Dataset entries:
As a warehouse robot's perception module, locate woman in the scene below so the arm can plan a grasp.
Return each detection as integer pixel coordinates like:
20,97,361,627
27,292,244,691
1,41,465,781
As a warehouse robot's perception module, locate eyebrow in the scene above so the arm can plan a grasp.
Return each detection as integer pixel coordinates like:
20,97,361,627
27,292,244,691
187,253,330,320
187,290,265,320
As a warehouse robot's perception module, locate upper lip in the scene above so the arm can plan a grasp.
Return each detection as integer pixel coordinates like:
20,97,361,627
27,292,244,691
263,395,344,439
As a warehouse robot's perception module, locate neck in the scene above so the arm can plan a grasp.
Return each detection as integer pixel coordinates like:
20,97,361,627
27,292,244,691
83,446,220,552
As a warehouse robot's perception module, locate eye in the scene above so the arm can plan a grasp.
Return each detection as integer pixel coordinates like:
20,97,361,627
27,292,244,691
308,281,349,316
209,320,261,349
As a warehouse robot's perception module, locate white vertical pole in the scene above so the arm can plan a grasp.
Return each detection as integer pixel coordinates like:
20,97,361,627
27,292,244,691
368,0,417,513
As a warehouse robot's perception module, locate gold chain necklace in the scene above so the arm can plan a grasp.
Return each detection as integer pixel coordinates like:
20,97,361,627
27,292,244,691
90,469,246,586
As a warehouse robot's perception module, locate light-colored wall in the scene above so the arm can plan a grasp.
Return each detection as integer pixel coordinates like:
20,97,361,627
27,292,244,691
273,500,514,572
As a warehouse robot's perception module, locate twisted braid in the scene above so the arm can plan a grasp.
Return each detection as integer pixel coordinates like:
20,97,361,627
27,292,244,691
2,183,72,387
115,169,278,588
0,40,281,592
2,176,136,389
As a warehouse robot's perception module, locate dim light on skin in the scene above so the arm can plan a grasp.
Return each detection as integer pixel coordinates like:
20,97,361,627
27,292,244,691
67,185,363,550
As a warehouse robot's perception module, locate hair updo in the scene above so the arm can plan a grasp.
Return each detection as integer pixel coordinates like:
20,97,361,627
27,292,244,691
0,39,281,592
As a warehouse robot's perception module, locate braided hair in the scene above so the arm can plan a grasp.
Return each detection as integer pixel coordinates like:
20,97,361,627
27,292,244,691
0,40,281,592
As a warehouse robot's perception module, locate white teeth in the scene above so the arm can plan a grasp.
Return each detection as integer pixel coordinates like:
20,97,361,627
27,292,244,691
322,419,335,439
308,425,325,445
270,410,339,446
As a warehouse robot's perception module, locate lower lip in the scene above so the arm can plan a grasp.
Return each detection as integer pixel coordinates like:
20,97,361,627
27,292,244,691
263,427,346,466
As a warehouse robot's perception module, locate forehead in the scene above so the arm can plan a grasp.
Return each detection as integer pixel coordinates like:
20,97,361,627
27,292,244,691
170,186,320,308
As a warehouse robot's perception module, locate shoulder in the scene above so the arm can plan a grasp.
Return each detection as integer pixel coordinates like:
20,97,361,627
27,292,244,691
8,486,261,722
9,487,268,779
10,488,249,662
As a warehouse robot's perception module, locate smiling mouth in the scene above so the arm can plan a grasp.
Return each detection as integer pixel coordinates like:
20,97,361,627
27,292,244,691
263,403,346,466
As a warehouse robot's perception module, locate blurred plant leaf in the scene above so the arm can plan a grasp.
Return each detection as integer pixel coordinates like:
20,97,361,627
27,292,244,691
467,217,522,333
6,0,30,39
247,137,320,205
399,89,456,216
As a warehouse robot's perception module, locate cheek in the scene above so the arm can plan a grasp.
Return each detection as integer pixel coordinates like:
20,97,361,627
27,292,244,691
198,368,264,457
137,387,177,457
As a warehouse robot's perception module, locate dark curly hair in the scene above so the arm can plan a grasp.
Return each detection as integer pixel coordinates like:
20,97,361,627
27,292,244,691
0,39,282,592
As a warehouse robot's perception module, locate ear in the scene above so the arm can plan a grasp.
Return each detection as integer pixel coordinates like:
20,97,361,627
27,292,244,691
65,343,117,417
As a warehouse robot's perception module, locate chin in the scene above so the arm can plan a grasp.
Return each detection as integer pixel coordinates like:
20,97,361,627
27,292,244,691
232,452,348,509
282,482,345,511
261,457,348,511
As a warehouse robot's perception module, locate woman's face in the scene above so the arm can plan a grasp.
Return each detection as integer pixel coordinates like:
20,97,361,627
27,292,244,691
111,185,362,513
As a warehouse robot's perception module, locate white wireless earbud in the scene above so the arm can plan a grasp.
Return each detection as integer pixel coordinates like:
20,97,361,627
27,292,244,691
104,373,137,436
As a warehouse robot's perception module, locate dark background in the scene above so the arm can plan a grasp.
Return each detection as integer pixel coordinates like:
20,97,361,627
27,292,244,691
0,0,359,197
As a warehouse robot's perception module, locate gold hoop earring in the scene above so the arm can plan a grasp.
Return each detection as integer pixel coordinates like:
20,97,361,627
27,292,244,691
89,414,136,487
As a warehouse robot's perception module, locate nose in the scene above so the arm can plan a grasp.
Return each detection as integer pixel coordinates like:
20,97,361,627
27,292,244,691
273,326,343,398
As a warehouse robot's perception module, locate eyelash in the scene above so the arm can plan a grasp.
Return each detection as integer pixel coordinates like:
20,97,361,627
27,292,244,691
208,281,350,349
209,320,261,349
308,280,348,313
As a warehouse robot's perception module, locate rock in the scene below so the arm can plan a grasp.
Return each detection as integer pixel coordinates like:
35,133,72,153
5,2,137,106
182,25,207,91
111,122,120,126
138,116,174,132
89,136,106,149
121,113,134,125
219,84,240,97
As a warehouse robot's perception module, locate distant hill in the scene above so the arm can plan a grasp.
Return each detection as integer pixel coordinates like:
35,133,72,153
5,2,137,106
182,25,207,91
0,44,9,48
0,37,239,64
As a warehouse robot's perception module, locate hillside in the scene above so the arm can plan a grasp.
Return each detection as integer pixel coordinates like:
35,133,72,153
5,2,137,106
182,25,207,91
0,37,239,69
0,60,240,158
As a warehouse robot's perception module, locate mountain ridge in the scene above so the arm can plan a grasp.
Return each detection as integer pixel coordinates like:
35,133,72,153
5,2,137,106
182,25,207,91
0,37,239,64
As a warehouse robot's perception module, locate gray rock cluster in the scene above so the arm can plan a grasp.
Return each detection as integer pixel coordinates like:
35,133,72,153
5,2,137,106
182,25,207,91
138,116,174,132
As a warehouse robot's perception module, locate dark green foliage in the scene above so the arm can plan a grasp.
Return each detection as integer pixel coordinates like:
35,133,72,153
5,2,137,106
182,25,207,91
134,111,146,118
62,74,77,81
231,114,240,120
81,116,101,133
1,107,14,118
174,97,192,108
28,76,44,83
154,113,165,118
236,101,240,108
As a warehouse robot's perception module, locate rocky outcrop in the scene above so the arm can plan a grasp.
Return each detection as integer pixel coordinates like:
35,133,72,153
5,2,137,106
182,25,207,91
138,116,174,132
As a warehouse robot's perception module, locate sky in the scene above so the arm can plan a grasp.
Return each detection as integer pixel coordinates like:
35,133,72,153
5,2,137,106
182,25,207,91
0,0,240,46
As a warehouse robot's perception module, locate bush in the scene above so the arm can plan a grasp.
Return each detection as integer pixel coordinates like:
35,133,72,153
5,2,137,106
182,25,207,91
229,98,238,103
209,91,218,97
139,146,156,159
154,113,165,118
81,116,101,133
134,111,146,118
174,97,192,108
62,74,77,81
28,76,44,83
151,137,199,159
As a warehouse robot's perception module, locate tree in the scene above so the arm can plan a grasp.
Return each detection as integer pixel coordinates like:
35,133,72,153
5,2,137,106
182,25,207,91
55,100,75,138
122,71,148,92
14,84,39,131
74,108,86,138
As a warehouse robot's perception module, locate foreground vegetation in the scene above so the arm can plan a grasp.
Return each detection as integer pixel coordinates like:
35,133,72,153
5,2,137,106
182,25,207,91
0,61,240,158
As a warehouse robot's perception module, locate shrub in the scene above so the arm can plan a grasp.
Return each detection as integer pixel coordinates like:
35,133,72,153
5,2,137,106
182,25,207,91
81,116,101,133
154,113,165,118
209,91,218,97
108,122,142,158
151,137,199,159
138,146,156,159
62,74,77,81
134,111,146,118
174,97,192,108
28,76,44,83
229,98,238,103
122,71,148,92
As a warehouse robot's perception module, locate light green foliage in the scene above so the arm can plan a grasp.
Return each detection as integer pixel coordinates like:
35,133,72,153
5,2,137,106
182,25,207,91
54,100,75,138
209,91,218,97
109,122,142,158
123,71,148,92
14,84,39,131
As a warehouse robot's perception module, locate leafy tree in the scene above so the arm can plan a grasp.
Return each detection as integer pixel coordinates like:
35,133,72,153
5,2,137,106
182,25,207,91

:: EXERCISE ::
Would you filter the entries above and keep each line that has the word "green"?

:: YOUR SOLUTION ::
As a warehouse robot's perception module, locate dark green foliage in the scene above so the arm can plan a grasp.
As a warehouse robot's perception module, locate light green foliage in the scene above so the arm can plan a grasp.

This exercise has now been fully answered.